--- SHORT TASK ---
Show each line below that contains the word "tower".

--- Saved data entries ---
☆ ☆ ☆ ☆

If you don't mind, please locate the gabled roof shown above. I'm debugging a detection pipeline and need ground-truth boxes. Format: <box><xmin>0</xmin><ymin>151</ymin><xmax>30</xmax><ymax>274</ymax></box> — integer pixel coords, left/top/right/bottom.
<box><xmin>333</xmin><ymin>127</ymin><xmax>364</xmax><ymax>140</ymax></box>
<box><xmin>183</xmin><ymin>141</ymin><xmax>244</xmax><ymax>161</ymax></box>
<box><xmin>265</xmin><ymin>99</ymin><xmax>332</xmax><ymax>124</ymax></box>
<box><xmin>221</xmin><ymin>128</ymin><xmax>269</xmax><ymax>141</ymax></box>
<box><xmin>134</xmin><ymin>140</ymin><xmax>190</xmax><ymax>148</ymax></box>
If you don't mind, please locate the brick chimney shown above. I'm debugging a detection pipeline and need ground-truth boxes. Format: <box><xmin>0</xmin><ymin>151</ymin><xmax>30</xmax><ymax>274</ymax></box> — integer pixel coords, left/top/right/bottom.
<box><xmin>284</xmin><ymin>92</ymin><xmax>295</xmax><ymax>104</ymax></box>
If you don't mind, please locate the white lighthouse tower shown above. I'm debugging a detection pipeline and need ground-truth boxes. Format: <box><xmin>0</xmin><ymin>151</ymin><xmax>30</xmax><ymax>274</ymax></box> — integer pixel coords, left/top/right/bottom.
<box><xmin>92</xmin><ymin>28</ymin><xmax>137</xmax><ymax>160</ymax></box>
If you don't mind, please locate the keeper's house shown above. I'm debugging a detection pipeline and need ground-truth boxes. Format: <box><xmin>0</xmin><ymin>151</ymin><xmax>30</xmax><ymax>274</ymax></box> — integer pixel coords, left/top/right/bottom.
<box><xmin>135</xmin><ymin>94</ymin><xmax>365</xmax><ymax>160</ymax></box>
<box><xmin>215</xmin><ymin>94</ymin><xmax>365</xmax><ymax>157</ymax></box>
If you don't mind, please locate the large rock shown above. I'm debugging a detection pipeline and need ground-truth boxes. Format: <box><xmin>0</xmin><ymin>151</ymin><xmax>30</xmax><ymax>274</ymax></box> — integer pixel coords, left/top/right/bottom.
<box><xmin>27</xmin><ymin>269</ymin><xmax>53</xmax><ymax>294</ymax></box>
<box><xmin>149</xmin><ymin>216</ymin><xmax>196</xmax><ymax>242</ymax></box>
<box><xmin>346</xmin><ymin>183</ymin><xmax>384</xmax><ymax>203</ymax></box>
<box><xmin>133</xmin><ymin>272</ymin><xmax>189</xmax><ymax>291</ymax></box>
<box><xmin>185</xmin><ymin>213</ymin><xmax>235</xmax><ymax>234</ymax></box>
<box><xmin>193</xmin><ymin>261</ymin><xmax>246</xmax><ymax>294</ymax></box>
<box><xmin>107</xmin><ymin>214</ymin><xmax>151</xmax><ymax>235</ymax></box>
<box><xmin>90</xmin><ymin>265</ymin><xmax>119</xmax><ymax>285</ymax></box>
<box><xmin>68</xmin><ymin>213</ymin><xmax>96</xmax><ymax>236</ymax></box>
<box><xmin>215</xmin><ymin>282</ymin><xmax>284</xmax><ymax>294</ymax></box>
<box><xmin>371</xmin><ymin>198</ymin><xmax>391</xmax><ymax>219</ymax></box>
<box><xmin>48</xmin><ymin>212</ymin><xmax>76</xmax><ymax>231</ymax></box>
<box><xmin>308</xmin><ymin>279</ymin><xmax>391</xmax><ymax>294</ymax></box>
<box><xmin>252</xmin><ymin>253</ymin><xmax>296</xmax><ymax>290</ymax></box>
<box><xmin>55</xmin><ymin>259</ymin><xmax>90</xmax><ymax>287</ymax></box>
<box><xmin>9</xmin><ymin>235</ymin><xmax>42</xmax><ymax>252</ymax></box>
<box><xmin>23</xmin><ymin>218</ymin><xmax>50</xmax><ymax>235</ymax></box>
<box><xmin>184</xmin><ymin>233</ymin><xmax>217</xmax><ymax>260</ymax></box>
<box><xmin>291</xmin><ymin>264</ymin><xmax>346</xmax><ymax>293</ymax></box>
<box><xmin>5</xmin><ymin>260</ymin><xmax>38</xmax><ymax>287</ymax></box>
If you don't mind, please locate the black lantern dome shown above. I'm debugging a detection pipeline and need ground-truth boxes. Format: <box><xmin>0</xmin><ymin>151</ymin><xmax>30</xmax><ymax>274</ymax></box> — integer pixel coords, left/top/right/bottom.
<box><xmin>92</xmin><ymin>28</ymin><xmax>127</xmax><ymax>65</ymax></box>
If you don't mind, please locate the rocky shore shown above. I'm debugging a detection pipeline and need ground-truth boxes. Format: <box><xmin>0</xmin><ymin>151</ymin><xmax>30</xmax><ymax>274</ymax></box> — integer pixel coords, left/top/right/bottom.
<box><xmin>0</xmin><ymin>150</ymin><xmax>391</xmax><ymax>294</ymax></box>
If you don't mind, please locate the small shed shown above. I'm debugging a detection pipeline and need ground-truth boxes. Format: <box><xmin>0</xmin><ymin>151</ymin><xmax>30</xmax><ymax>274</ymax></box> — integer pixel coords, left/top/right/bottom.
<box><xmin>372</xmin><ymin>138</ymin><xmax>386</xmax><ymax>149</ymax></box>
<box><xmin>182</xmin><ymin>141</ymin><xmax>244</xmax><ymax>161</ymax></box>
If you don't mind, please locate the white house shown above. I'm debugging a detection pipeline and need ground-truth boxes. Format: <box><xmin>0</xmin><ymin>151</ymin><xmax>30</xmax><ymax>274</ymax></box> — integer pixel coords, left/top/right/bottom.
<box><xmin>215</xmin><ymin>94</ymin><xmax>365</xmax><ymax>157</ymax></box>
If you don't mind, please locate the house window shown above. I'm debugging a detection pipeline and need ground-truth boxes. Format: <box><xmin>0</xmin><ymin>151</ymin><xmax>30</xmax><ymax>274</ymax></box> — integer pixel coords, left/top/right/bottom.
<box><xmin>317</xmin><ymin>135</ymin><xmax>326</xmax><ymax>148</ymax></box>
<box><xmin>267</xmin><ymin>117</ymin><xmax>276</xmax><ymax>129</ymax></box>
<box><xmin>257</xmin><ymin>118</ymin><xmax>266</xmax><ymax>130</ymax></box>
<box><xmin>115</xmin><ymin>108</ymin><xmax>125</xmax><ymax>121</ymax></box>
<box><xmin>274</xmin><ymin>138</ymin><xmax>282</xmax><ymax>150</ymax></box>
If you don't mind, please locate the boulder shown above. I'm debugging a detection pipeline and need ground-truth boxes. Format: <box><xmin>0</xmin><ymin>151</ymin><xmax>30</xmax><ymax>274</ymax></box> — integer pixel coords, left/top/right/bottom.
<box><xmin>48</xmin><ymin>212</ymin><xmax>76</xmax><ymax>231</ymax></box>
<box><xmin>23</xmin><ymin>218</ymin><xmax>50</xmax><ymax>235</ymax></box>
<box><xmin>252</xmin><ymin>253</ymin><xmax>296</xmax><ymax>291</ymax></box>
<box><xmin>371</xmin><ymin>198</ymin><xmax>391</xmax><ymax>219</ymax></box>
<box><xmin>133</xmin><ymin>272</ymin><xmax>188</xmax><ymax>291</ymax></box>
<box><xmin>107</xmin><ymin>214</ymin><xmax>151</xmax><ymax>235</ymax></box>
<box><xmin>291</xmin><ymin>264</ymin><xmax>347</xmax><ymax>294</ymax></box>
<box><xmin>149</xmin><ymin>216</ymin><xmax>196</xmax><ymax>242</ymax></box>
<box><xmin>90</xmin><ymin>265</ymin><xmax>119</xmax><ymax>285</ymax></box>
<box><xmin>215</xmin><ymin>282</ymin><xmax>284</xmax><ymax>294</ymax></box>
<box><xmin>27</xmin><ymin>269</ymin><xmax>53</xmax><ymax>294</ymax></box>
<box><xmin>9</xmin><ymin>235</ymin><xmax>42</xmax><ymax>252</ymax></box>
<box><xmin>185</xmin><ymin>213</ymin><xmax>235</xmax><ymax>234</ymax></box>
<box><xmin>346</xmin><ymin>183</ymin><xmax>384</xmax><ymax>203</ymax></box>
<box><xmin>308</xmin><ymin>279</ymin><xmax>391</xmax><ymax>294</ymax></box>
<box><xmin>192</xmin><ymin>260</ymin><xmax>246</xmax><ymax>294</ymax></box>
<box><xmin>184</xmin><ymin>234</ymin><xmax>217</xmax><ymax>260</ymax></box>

☆ ☆ ☆ ☆

--- SOLUTION BELOW ---
If you don't mind, please locate the white lighthouse tower shown above. I'm debugging a detection pipeline and need ground-truth boxes. Format: <box><xmin>0</xmin><ymin>151</ymin><xmax>30</xmax><ymax>274</ymax></box> — integer pixel coords, left/top/right/bottom.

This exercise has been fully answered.